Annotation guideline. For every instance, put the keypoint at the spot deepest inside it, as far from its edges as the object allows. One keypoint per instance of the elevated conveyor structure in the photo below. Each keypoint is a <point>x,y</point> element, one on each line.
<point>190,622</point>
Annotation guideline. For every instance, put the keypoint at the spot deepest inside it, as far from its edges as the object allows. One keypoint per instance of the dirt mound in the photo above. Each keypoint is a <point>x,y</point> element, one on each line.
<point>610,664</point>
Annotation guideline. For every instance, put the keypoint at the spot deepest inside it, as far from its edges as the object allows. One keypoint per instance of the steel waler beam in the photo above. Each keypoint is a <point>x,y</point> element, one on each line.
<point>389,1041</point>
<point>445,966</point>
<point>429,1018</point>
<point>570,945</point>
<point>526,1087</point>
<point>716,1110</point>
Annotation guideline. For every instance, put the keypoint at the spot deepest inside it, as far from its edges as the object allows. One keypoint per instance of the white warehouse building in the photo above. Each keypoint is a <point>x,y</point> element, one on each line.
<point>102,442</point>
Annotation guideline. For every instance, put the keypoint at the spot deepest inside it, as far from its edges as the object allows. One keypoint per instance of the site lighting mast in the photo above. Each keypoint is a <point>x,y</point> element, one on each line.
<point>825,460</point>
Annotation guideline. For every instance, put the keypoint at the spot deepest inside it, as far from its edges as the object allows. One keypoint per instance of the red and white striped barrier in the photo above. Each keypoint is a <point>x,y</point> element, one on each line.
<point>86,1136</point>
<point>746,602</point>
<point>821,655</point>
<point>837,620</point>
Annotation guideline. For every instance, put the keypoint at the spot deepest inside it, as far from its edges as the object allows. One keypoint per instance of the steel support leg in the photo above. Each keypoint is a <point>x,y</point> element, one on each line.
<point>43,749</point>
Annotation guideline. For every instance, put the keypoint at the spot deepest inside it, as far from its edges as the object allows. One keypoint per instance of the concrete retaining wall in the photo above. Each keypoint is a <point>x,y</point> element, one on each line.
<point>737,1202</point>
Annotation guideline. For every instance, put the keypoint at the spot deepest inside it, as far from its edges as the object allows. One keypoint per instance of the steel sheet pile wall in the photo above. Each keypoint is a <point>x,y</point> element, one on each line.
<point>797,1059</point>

++++++++++++++++++++

What is expected —
Please give every line of the rows above as a JSON list of strings, one string per line, with blank lines left out.

Completed exercise —
[
  "Annotation guideline. For every instance, put the keypoint at the spot deepest inside it, as far from its edges as the object allows. One keypoint per instance of the elevated conveyor structure in the photo below. Each keypoint is a <point>x,y</point> element, one on each line.",
  "<point>190,622</point>",
  "Annotation guideline. For every instance, put the keypoint at the spot deepest inside it, as far from its edges as the object allows. One keypoint per instance of the dirt mound in the photo above. Each keypoint is a <point>x,y</point> element, one on each line.",
  "<point>610,664</point>",
  "Annotation guideline. For every instance, put the keypoint at the spot deepest inside it, as far from its edges as the object allows. One keypoint per instance of the steel waler beam in the photo above. Each keypoint is a <point>x,y</point> element, one on each line.",
  "<point>389,1041</point>",
  "<point>445,966</point>",
  "<point>429,1018</point>",
  "<point>570,945</point>",
  "<point>526,1087</point>",
  "<point>716,1110</point>",
  "Annotation guideline. For every instance, put the keypoint at the spot deepest inside it, as far from its edges as the object allows. One keypoint per instance of the white warehouse building in the photo above. Each keypoint is a <point>x,y</point> element, one on each line.",
  "<point>102,442</point>",
  "Annotation guideline. For every instance, put the keypoint at the spot deepest inside it, as far from its edges as the object allows. One keypoint per instance of the site lighting mast in the photo above. Each keypoint is a <point>x,y</point> element, one on each line.",
  "<point>825,460</point>",
  "Annotation guideline. For every instance, put the keypoint at the spot deepest inside it, as far from its edges as the object allows. One keypoint per instance of the red and white striped barrier in the photo above. Each keypoint is a <point>x,y</point> element, one on each line.",
  "<point>86,1136</point>",
  "<point>746,602</point>",
  "<point>821,655</point>",
  "<point>837,620</point>",
  "Annotation guideline. For every instance, put the keypoint at the spot deepest inside it, as far from its edges as the object allows. One keypoint per instance of the steel support leg in the photo above. Each keypoint is a <point>x,y</point> element, one on each line.",
  "<point>43,749</point>",
  "Annotation guideline. For every instance, put the keypoint at the spot deepest inside it, as far from its edges as the object allows. One keypoint per instance of the concrete retaining wall in the photo above. Each keypoint is a <point>x,y</point> element, one on each line.",
  "<point>737,1202</point>",
  "Annotation guideline. For every instance, put the keypoint at the spot deepest inside it, as far from its edges as the object allows. One keypoint per instance of the steel sheet pile wall in the photo above. Each keypoint is a <point>x,y</point> element, one on each line.",
  "<point>797,1059</point>"
]